(ARBEITSAUFTRAG A)
In welchem Gebäude hielt Weizsäcker laut dem Text über Richard von Weizsäcker seine Rede am 8. Mai 1985?
(ARBEITSAUFTRAG B)
Schreiben Sie aus dem Text über Richard von Weizsäcker alles von „Richard von Weizsäcker“ bis hinunter zu „auch nicht schwer.“ wortgetreu ab.

(TEXTABSCHNITT)

━━━━━━━━━━━━━━━━━━━━

Weizsäcker war gerade ein Jahr im Amt, als er diese Rede am 8. Mai 1985 – im alten Bonner Bundeshaus – hielt. Niemals zuvor hatte ein Staatsoberhaupt so eindringlich und schnörkellos über Schuld und Versagen der Deutschen geredet: „Wer seine Ohren und Augen aufmachte, wer sich informieren wollte, dem konnte nicht entgehen, dass Deportationszüge rollten. Die Fantasie der Menschen mochte für Art und Ausmaß der Vernichtung nicht ausreichen. Aber in Wirklichkeit trat zu den Verbrechen selbst der Versuch allzu vieler, auch in meiner Generation, die wir jung und an der Planung und Ausführung der Ereignisse unbeteiligt waren, nicht zur Kenntnis zu nehmen, was geschah“.

Gleichzeitig hatte er in seiner Rede auch derer gedacht, die in den meisten Gedenkreden unerwähnt bleiben: Nicht nur der sechs Millionen Juden, die in deutschen Konzentrationslagern ermordet wurden, nicht nur der Millionen von Russen und Polen, die ihr Leben lassen mussten, nicht nur der Deutschen selbst, die im Krieg umkamen, ausgebombt oder vertrieben wurden, sondern auch der vielen ermordeten Sinti und Roma, der getöteten und totgeschwiegenen Homosexuellen, der Geisteskranken, die ermordet, der Geiseln, die erschossen, der Widerstandskämpfer in Deutschland und in den besetzten Gebieten, die gehängt, der Fahnenflüchtigen, denen der Prozess gemacht worden war. Keiner blieb unerwähnt.

Meister der politischen Rede


Zu Recht hat Bundespräsident Joachim Gauck jetzt den Verstorbenen als einen Mann gewürdigt, der „weltweit für ein Deutschland (stand), das seinen Weg in die Mitte der demokratischen Völkerfamilie gefunden hatte.“ Er stand, so Gauck in einem Kondolenzschreiben an die Witwe, „für eine Bundesrepublik, die sich ihrer Vergangenheit stellt.“

Richard von Weizsäcker war nicht nur ein Meister der politischen Rede. Er war als politischer Mensch auch nicht frei von Eitelkeiten. Gern inszenierte er sich als das politische Kontrastprogramm des wuchtigen Machtmenschen Helmut Kohl. Und das war auch nicht schwer.

━━━━━━━━━━━━━━━━━━━━

(DATENAUSZUG)

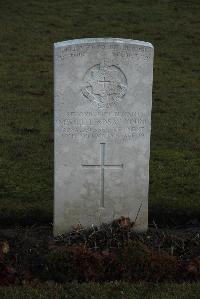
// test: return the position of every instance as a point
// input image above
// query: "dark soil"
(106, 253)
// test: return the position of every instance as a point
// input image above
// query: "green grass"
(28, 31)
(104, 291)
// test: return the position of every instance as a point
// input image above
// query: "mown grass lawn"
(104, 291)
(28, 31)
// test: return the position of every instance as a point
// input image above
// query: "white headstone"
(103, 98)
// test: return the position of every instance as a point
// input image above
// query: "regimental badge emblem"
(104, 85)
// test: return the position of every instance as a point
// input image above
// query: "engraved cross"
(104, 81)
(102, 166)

━━━━━━━━━━━━━━━━━━━━

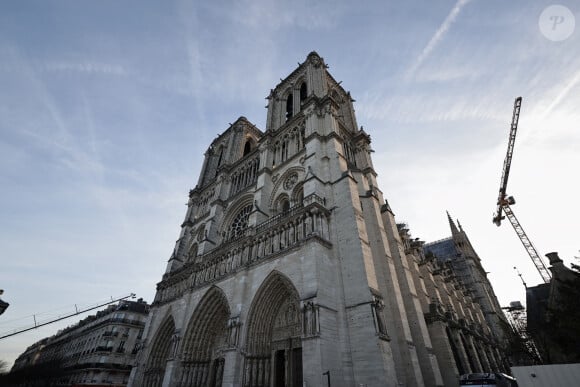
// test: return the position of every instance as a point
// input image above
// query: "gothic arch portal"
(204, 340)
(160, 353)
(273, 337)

━━━━━━━━━━━━━━━━━━━━

(ERWARTETE ANTWORT A)
Im alten Bonner Bundeshaus.

(ERWARTETE ANTWORT B)
Richard von Weizsäcker war nicht nur ein Meister der politischen Rede. Er war als politischer Mensch auch nicht frei von Eitelkeiten. Gern inszenierte er sich als das politische Kontrastprogramm des wuchtigen Machtmenschen Helmut Kohl. Und das war auch nicht schwer.